WHAT THIS TASK INVOLVES: In the passage on organ procurement oversight, what two measures does the final rule use to evaluate organ procurement organizations?

TEXT PASSAGE:
┄┄┄┄┄┄┄┄┄┄┄┄┄┄┄┄┄┄┄┄

Although strong performance and stringent accountability are necessary to save more lives, oversight must reflect the system’s realities to ensure regulatory improvements don’t occur at the expense of patient lives.
The final rule evaluates organ procurement organizations using two measures: donation rates and transplant rates. This framework effectively measures the success of the system as a whole instead of an organ procurement organization’s role in the donation process. It doesn’t recognize that these organizations have no control over transplant rates.
Organ procurement organizations can offer matched organs to transplant centers, but only the transplant center can decide whether it will accept them. In fact, although federal regulations insist that organ procurement organizations must recover more organs, they disincentivize transplant centers from accepting organs from medically complex donors. This has led to thousands of viable organs going unused each year.
Since the final rule was introduced, extensive research has revealed the metrics used to evaluate organ procurement organizations have numerous flaws. They do not account for differences in public health disparities between states. They rely on two-year-old data and measure these organizations using relative rankings — so that by definition, a fixed share of them will fall below the national median each cycle, regardless of performance improvements.
This approach is unprecedented in federal healthcare quality programs, where providers are typically evaluated against objective benchmarks rather than against one another. Consequently, even high-performing organ procurement organizations may face decertification or competition simply because they fall below the median in a given cycle. This creates instability and undermines the very progress the policy is intended to promote.

┄┄┄┄┄┄┄┄┄┄┄┄┄┄┄┄┄┄┄┄

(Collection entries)
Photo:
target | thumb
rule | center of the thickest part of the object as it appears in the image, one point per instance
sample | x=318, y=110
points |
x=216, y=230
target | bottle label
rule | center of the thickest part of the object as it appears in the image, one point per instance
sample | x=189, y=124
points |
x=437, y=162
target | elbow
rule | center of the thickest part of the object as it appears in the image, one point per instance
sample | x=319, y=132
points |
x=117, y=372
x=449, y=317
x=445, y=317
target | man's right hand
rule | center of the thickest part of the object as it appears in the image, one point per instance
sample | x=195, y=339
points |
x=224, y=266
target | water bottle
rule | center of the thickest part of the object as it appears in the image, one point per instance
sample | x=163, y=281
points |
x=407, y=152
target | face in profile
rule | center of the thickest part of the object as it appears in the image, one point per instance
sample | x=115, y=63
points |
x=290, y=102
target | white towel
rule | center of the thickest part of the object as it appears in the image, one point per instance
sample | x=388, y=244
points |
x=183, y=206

┄┄┄┄┄┄┄┄┄┄┄┄┄┄┄┄┄┄┄┄

TASK SOLUTION: Donation rates and transplant rates.